Text —
┄┄┄┄┄┄

A proof of delivery (POD) is a document that substantiates that goods have been delivered to their intended recipient. For example, a POD can establish that carrier has satisfied its terms of a contract of carriage for cargo by confirmation of delivery to the recipient or consignee.

Proof of delivery is important when legal and financial documents are to be exchanged between two parties. In the United States, DHL, UPS and FedEx as well as the US postal service (USPS) provide proof of delivery. Commercial fleet operators also need to be able to confirm proof of delivery of goods to their customers.

In e-commerce, businesses exchange millions of electronic documents to track delivery information using computer to computer communication techniques like email, FTP and EDI. These documents contain a variety of transaction details, including information regarding purchase orders, invoices, shipping details, product specifications, and price quotes. Electronic proof of delivery (ePOD) can exchange new data as well as corrections to previously transmitted messages.

Legal complications can arise if the recipient company refutes receiving a corrected product specification or a message about a delayed shipment. Both companies could be in strong disagreement with each other, each proving/not proving the existence of that particular communication.

┄┄┄┄┄┄

[Collected data]
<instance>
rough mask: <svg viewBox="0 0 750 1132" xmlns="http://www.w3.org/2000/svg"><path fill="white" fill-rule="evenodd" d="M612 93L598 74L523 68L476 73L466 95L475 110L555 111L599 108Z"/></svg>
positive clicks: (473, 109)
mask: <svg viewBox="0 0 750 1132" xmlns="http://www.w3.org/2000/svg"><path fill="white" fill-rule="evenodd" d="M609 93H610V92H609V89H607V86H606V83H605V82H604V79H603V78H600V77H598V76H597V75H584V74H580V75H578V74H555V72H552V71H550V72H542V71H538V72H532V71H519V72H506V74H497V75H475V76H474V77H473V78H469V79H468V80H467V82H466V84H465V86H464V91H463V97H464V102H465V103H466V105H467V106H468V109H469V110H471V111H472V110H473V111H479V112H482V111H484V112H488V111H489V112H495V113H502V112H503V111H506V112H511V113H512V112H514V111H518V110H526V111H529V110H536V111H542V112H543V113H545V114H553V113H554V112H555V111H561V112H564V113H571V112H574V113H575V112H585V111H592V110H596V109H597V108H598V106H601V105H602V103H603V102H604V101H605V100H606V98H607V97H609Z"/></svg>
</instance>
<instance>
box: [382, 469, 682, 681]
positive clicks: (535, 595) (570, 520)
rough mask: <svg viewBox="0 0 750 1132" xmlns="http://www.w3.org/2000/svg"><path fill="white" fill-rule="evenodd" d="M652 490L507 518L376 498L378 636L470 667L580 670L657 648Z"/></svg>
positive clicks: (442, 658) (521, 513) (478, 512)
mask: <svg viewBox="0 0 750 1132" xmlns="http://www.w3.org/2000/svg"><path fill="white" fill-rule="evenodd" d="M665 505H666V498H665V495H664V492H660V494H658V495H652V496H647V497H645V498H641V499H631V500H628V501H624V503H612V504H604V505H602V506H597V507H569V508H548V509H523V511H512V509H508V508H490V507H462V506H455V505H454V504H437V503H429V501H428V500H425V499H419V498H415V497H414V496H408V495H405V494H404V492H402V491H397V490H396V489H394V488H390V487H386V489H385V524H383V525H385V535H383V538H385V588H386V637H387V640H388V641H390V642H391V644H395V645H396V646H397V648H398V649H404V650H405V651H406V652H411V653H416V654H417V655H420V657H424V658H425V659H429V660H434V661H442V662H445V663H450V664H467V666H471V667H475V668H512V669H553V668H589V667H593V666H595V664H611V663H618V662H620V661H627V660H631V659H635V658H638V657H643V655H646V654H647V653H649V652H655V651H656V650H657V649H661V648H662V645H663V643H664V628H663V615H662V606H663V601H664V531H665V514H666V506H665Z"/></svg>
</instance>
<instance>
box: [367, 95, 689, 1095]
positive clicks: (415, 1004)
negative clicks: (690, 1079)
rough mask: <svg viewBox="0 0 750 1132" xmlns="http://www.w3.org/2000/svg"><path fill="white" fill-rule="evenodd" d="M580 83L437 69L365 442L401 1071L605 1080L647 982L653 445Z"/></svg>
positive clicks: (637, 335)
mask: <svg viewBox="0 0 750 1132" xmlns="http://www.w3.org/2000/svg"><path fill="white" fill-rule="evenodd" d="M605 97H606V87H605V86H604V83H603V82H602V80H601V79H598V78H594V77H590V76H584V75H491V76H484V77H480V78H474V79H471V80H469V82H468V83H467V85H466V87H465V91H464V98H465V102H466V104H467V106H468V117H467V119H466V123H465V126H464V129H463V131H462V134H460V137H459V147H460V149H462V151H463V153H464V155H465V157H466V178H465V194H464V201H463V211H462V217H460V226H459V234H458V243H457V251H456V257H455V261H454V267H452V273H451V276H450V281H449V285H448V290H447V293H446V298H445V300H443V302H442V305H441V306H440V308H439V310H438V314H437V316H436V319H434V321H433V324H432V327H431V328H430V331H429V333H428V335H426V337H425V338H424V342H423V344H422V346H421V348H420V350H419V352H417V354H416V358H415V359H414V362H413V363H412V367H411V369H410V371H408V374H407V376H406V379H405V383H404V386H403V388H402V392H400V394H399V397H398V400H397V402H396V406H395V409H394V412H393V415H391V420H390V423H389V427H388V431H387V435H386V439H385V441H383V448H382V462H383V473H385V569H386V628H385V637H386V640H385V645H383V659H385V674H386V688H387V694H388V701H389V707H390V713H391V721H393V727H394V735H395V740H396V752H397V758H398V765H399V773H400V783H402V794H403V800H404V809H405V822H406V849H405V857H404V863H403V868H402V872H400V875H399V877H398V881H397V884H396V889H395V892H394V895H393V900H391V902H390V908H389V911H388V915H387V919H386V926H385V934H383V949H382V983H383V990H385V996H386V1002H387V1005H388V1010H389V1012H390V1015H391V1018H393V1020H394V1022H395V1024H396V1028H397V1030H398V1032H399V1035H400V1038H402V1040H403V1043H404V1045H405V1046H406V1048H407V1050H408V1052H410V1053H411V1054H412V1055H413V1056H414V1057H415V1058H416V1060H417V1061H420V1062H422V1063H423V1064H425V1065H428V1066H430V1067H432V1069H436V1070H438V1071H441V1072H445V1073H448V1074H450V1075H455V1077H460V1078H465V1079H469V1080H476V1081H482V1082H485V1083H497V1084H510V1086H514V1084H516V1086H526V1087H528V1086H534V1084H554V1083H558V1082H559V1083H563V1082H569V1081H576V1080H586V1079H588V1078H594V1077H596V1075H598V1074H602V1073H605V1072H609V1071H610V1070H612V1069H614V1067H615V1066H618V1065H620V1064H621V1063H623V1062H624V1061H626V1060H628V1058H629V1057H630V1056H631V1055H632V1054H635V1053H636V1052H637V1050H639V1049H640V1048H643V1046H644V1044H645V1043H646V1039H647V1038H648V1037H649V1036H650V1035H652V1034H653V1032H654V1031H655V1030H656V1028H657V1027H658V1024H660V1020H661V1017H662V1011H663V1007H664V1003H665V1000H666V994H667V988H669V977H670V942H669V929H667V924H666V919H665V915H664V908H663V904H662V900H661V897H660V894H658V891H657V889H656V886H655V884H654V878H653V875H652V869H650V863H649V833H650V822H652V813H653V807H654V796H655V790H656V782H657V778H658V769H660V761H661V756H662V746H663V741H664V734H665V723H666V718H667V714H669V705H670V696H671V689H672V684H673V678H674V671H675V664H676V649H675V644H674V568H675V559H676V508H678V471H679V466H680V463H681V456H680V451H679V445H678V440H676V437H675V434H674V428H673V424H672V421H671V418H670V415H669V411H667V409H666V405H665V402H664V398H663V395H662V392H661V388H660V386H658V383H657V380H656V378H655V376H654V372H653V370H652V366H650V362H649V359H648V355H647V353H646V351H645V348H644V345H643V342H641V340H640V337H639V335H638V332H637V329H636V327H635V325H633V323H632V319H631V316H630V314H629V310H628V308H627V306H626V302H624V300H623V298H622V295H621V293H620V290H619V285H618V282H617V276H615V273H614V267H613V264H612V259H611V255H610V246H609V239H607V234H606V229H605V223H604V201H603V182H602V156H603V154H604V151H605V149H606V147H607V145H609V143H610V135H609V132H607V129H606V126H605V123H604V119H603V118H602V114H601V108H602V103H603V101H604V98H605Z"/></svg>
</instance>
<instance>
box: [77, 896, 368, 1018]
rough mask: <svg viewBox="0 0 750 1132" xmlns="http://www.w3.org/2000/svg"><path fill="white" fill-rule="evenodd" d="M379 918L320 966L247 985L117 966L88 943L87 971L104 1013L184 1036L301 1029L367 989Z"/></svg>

┄┄┄┄┄┄

Activity 1 —
According to the proof of delivery text, which carriers in the United States provide proof of delivery?
Activity 2 —
Continue the proof of delivery text from its final sentence.

Expected answer 1 —
DHL, UPS, FedEx and the US postal service (USPS).

Expected answer 2 —
When the sender sends multiple documents through the mail, there is a possibility of some not reaching the intended recipient. A post office may provide an additional service of guaranteed delivery, known as an avis de réception (advice or acknowledgment of receipt), wherein they require the recipient to sign a paper, and that paper is filed by the postal service for a specified number of days.

Message-oriented middleware (MOM) is a class of software used to implement computer based business document exchange. Such systems provide proof of delivery services by employing techniques such as logging each send/receive activity.

Companies also employ intermediate data brokers to exchange information. Employing such services provide not only proof of delivery but also other services like data integrity, multi-point delivery, and single point of contact for data exchange.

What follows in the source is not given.